GIVEN EXERCISE
Pick up the news story on Sam Houston State agriculture students testing biodiesel mixtures and keep writing it past its final sentence.

GIVEN PASSAGE
SHSU ag students testing biodiesel mixtures
Frank Krystyniak
SHSU News Service
The questions concerning our fuels of the future are many, but a
group of agriculture students at Sam Houston State University are
helping provide some of the answers.
Led by agriculture professors Doug Kingman and Joe Muller, a five-
student team is working in the Department of Agricultural and
Industrial Sciences' new Alternative Energy Research Laboratory
located in the Holleman Field area of the campus.
Inside the lab is a shiny blue $32,000 tractor furnished by the New
Holland company and a $23,000 dynamometer that is hooked up to the
tractor to measure its performance on various biodiesel mixtures.
When Rudolph Diesel built an engine in Germany in 1893 it ran first
on peanut oil, and he believed fuel made from plants was the real
future of his engine.
Appropriately, SHSU senior agriculture mechanics major Jordan Kiker
last year began testing an older tractor using peanut oil.
Kiker grew up on a rice and soybean farm near Winnie, Texas, and has
been around tractors all his life. He credits Kingman, who had been
doing biodiesel testing at Illinois State for four years before
coming to SHSU a year ago, with peaking his interest.

DATA EXTRACT
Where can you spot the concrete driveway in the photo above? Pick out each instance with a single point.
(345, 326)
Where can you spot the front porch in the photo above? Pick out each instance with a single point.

THE ANSWER
"The oil used in one of the first demonstrations was left over
vegetable oil from a fish fry that the Agricultural Mechanics Club
had put on," said Kiker. "The only treatment the oil had was it being
strained through a patch of blue jean denim."
Kiker made a minor modification to an old Ford tractor and it ran. He
has since learned lots about biodiesel and Kingman believes he has an
aptitude for research in this area that could eventually lead to his
doctorate.
"Oils like soybean, cotton seed, and sunflower are becoming more
plentiful," said Kiker, explaining that peanut oil is more expensive
because of the short supply.
"There are a few exotic plants that yield the most oil in pounds per
acre," he said. "These include the palm which produces palm oil and
the jatropha curcas plant, which are not yet grown in America."
Other issues relating to possible increased use of diesel fuel made
from plants include the fact that the biodiesel produces less carbon
dioxide, which is better for the Greenhouse effect, but more
particulates, which is worse for smog.
How much energy it takes in such forms as tractor fuel and fertilizer
to produce a certain amount of biodiesel, is another issue, as well
as environmentalists' concerns that if biodiesel production is
accelerated more forests will be cleared for cropland, producing
other problems.
An entire segment of the current research, for instance, is concerned
with algaculture, or the production of biodiesel from algae ponds at
wastewater treatment plants. This process would not require
agriculture production energy or destruction of forests.
The SHSU group is working on a small segment of the overall problem,
but one that could be valuable even in the short term to farmers.
"The focus of our research has revolved around the desire to
determine if several biodiesel blends generate more horsepower than
the traditional No. 2 diesel made from crude petroleum," said Kingman.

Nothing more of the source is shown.